§ Exercise data:
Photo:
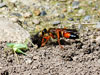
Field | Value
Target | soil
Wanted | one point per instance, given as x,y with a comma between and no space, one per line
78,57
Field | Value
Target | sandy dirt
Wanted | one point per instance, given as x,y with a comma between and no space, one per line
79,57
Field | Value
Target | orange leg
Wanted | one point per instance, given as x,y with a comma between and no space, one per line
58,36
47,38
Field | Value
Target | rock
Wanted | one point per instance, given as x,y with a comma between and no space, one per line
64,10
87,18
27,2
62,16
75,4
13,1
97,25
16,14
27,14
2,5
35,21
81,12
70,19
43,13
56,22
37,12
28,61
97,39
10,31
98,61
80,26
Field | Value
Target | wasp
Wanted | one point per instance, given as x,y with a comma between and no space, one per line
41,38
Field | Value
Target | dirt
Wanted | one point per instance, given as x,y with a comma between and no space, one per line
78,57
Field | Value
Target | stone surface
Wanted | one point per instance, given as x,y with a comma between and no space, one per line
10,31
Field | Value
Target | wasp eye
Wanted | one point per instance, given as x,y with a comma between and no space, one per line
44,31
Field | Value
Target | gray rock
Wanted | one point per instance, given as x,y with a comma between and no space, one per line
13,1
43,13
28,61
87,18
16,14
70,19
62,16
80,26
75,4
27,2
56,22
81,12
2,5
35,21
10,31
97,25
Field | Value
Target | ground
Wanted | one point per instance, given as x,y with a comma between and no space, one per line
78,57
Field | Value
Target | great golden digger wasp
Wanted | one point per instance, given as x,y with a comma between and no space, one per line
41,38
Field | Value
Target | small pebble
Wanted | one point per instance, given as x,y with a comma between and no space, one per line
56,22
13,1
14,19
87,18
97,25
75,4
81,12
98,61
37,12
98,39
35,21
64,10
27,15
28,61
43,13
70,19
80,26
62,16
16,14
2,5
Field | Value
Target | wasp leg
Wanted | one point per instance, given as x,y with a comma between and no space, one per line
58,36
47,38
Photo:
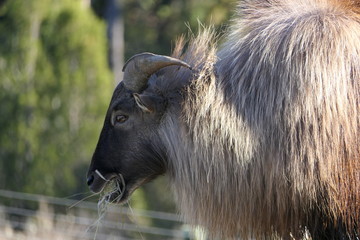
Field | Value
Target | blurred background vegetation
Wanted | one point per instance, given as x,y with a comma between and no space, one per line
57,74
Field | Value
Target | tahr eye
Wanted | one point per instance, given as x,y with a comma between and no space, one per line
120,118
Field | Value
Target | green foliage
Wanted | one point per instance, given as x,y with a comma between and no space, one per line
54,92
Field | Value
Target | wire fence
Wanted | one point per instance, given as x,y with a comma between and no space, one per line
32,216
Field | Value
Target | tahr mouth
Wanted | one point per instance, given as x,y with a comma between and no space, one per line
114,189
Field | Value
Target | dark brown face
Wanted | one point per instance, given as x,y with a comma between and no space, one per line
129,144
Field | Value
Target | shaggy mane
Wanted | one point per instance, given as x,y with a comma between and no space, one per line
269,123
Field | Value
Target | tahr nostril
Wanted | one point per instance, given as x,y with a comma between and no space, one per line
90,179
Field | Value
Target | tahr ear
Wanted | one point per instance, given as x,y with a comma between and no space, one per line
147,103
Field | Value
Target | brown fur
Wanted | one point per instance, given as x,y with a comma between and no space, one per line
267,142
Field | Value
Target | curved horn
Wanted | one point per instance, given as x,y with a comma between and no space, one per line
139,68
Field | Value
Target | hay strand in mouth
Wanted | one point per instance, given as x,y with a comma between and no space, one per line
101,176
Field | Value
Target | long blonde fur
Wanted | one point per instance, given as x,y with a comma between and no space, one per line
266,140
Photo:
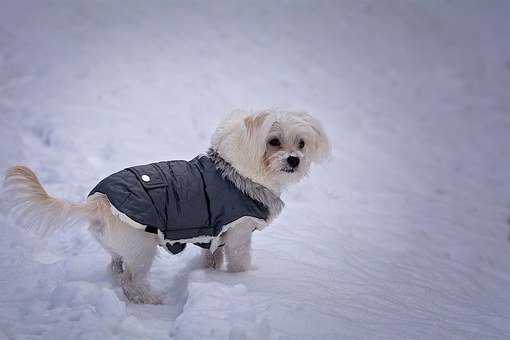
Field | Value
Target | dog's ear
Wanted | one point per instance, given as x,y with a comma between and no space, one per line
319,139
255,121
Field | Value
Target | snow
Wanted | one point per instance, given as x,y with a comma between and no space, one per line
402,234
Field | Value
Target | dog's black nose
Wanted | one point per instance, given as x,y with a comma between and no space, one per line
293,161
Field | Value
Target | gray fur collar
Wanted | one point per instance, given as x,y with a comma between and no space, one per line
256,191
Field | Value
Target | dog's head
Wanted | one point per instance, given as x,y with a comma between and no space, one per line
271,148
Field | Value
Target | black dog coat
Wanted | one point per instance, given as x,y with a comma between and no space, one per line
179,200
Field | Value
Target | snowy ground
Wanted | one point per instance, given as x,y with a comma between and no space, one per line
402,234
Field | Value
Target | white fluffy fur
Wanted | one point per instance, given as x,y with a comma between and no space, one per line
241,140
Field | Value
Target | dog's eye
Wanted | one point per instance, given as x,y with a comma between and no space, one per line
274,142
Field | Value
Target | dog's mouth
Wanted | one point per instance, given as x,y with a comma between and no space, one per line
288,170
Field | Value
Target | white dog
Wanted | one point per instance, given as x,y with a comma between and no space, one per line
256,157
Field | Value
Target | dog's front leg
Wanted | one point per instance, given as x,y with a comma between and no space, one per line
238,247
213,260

§ Brief: Nothing but the lines from the line containing "Target | dog's front leg" through the final line of the entries should appear in your answer, copied exactly.

§ Answer space:
Target | dog's front leg
Wanted | one point per instance, given as x,y with a comma between and no space, one per line
238,247
213,260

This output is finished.